:: TO DO ::
1 > Reproduce verbatim the stretch from "I suspect as" through "of our habits." in the passage on A.I. energy use.
2 > Write the next part of the passage on A.I. energy use, picking up right after its final sentence.

:: PASSAGE PROVIDED ::
I suspect as A.I. becomes more capable, more of us and more businesses will want to run A.I. at a local level for privacy and security reasons, especially as A.I. becomes more capable and useful, which will likely push more consumers and businesses to not want to use online A.I. services, and that will only get a lot worse as A.I. becomes more useful and even worse once A.I. can have a long term memory so it can change, adapt and learn of our habits.
A.I. running at a local level will likely get absorbed into the energy our computers use, and likely just use a little more than what we do now, A.I. isn't what we should be worried about when it comes to power use, it's robotics that could use a heck of a lot more energy than we use today as that won't be absorbed into our current system of computers and will be thrown onto our electrical grid like EV cars are.
With that said, there's no real way to know, reason being is that corporations and governments might go crazy with A.I. at such a level that needs an insane amount of power, but I think for personal and corporate use, I think the energy use will be minimum and just a little higher than what we already use, basically, it will be absorbed into what we use as tech gets better and able to do A.I. more effectively, but there is a lot of unknowns in all this as we don't know the limits of how far we'll push A.I. and how far we can push it before there's a drop-off in quality that pushing harder isn't giving us much better results but ends up needing far more energy that it's not worth it.

:: SUPPLIED INFORMATION ::
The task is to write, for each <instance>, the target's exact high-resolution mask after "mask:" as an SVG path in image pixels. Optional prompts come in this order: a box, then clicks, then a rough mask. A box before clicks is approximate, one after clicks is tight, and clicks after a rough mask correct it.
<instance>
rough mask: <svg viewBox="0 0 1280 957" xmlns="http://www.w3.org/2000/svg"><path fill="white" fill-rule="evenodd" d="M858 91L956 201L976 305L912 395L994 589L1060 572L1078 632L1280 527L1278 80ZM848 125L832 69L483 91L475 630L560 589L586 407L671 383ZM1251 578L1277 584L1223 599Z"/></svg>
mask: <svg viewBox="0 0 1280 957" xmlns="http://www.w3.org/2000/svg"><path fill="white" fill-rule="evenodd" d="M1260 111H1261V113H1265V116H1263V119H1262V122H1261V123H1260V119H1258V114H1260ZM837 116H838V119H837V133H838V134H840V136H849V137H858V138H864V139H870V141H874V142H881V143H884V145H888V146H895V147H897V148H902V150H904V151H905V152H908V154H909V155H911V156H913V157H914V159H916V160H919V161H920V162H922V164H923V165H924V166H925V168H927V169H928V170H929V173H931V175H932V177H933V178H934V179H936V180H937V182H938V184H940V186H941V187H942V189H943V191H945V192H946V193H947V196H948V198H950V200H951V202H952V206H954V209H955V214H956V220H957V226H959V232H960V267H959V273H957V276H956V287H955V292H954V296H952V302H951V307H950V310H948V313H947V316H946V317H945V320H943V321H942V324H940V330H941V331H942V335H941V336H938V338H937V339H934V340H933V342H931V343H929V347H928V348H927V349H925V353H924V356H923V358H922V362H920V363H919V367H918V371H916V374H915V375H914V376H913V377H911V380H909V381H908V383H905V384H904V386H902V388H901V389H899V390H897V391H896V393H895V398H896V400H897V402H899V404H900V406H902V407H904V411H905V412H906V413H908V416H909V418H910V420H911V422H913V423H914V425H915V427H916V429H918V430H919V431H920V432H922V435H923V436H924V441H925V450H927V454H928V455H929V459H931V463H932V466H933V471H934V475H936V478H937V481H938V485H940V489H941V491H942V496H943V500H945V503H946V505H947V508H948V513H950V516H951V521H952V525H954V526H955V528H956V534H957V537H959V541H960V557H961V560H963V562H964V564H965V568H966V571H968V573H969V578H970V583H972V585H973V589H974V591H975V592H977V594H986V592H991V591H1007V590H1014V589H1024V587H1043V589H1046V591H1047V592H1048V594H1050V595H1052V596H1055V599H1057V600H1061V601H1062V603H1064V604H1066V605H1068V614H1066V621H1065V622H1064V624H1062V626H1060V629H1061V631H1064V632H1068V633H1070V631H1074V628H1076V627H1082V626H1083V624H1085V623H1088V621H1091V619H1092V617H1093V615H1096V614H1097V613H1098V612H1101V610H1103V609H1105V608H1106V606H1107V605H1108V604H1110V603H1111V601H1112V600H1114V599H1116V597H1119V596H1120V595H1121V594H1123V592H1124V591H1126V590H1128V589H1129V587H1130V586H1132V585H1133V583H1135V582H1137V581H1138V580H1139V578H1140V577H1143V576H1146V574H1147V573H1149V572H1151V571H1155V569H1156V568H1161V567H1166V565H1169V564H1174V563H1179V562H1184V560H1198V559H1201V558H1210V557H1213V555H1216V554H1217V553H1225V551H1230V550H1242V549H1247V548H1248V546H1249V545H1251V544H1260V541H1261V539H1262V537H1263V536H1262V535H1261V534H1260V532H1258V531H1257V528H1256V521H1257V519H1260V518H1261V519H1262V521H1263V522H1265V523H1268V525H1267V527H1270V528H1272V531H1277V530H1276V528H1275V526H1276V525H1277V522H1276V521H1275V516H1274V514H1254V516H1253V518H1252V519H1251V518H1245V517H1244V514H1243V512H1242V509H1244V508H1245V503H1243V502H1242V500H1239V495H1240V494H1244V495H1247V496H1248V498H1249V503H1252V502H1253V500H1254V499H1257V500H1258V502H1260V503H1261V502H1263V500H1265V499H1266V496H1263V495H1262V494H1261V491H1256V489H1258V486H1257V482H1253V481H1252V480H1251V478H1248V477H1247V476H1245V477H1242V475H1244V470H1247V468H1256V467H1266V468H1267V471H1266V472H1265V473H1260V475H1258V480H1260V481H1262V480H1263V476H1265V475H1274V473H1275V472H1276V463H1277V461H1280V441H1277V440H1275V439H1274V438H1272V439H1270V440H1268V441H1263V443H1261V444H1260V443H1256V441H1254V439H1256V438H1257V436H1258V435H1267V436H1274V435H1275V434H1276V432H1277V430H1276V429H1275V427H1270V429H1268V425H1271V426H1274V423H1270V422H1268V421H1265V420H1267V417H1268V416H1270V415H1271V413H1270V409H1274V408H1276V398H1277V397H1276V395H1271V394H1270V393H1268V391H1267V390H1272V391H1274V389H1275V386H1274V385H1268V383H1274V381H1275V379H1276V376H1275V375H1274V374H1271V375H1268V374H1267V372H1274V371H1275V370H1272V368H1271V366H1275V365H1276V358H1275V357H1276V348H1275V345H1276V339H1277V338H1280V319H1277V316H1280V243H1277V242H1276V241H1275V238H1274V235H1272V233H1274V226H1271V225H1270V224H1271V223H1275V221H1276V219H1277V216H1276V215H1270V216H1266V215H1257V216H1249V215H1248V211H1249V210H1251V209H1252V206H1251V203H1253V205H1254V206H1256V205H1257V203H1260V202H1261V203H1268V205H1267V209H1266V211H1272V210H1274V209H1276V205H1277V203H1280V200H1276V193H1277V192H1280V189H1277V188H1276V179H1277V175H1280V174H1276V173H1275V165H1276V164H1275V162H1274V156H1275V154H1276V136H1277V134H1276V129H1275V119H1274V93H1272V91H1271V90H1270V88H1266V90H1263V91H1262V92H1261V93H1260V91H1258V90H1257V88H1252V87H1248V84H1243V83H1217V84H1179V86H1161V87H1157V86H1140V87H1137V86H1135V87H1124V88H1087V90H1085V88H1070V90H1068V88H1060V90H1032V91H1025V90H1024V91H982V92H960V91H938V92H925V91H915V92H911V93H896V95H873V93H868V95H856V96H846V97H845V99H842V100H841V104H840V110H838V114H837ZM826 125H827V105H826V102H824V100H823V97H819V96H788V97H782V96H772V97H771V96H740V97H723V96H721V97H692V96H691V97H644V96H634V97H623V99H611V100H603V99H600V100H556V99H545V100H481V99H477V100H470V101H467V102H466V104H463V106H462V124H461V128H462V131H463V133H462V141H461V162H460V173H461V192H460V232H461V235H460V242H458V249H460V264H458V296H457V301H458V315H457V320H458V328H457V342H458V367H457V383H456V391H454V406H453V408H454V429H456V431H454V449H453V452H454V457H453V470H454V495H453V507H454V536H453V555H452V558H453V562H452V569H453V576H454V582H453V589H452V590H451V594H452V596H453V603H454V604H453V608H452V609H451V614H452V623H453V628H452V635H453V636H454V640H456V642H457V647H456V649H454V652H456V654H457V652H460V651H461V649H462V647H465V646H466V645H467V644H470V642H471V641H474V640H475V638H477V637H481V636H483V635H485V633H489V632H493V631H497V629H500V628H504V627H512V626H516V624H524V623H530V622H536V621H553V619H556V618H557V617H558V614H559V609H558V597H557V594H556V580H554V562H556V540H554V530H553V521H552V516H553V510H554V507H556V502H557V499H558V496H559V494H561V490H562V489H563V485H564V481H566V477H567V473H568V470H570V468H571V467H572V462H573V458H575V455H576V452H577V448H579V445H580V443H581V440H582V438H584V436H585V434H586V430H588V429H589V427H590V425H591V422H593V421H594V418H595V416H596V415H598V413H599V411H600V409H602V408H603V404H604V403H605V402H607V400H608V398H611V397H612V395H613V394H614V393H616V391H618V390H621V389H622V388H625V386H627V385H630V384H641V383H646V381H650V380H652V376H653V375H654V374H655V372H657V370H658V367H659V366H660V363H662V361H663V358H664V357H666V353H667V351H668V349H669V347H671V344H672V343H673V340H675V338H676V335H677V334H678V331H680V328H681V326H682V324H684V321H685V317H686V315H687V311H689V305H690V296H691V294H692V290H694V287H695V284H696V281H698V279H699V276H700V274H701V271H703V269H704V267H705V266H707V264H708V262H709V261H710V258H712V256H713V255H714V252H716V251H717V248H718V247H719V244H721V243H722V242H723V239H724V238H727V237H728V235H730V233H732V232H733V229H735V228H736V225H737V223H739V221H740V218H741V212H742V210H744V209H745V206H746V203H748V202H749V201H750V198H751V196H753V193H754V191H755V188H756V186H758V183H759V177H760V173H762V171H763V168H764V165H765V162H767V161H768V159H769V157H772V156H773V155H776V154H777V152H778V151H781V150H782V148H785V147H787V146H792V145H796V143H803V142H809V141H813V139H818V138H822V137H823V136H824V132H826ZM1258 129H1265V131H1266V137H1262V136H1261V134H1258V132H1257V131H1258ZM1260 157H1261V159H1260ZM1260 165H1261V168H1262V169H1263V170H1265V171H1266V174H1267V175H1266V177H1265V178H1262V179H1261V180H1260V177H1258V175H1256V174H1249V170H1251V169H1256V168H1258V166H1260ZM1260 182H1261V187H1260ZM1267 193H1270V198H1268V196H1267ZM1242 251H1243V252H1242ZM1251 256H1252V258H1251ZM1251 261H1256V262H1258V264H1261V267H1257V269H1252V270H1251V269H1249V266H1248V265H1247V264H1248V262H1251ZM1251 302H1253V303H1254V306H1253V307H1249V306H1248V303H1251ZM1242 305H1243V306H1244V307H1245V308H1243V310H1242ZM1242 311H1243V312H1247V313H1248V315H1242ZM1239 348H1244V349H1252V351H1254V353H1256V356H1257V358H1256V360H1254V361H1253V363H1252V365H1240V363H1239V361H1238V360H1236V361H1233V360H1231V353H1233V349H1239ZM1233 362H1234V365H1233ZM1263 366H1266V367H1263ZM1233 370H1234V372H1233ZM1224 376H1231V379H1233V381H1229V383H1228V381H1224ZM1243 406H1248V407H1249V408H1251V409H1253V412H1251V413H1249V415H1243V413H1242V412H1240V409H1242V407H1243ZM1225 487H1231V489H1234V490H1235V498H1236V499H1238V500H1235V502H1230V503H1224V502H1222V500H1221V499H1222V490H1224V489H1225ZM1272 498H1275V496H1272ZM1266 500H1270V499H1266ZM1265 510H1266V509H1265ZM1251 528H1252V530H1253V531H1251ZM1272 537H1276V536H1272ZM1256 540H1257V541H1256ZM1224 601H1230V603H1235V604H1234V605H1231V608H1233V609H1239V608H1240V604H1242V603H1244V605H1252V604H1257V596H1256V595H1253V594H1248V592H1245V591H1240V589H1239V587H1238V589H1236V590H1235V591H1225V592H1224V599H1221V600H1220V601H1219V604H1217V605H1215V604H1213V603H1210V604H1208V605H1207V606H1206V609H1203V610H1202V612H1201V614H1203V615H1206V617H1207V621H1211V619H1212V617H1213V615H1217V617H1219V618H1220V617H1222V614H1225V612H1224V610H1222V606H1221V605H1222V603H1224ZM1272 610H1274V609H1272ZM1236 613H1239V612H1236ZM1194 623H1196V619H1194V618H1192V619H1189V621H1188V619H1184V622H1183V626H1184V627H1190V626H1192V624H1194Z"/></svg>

:: ACTIVITY ANSWERS ::
1 >
I suspect as A.I. becomes more capable, more of us and more businesses will want to run A.I. at a local level for privacy and security reasons, especially as A.I. becomes more capable and useful, which will likely push more consumers and businesses to not want to use online A.I. services, and that will only get a lot worse as A.I. becomes more useful and even worse once A.I. can have a long term memory so it can change, adapt and learn of our habits.

2 >
With all that said, we humans will always live within the means of how much energy we produce and will likely use more if we produce more, which renewable energy over the long run could produce far more energy than we use over the coming decades.
In any case, we should remember that unlike computers or the internet, which was adding a lot of energy use didn't exist before because we didn't have computers or the internet, A.I. is just another service being thrown onto what is already there, so yes there will be a spike in energy use, especially early on, but I think long term it will be absorbed into our computer use and not make that much of a difference, but robotics on the other hand is another story entirely and is a bit like EV cars, so EV cars and robotics is what's really going to have a massive spike on our energy use.